Work to complete —
Collect all lines below with the string "floral".
◇ ◇ ◇
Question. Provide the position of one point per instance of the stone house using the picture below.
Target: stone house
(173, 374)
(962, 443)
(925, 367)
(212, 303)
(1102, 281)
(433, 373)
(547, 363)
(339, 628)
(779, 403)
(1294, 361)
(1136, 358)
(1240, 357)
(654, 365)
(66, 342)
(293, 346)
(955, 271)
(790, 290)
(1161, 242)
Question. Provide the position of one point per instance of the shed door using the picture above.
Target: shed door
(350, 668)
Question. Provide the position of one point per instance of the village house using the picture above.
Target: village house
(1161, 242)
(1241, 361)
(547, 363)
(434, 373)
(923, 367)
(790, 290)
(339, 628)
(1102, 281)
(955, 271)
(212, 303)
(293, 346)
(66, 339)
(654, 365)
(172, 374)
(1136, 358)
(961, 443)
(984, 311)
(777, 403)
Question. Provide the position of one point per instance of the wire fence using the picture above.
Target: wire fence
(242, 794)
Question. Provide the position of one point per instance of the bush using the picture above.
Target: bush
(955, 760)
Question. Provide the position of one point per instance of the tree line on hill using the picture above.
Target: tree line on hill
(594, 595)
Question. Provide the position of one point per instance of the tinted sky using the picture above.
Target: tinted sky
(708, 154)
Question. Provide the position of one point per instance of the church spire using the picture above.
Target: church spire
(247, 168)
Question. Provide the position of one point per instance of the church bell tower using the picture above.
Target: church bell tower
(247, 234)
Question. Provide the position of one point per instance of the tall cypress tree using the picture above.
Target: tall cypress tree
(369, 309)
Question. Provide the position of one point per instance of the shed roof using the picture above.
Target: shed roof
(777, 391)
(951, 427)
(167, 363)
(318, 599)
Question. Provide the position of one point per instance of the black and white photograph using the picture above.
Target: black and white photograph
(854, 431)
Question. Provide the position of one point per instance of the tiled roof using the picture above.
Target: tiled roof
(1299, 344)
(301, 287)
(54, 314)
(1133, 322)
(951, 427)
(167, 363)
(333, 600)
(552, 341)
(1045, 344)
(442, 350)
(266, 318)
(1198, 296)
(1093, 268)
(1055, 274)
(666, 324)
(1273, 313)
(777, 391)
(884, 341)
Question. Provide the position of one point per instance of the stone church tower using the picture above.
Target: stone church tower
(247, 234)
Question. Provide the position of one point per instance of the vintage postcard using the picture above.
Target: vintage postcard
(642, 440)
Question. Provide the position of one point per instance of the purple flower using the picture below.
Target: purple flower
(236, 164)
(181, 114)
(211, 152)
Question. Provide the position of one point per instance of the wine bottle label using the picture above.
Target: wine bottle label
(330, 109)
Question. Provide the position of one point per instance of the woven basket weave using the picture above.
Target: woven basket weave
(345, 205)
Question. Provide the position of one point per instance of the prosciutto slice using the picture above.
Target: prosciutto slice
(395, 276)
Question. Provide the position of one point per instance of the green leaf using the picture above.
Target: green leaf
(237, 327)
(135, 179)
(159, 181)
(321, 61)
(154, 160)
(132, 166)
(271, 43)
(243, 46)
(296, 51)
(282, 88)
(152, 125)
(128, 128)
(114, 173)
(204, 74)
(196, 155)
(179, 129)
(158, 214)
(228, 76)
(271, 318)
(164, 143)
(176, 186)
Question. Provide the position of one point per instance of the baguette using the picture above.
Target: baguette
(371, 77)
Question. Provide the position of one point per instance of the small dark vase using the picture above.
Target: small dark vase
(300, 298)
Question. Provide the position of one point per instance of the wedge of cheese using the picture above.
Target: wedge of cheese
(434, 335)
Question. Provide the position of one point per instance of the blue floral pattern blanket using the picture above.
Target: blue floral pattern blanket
◇ ◇ ◇
Solution to this task —
Question. Provide the position of one point per instance of the blue floral pattern blanket using the picture above.
Target: blue floral pattern blanket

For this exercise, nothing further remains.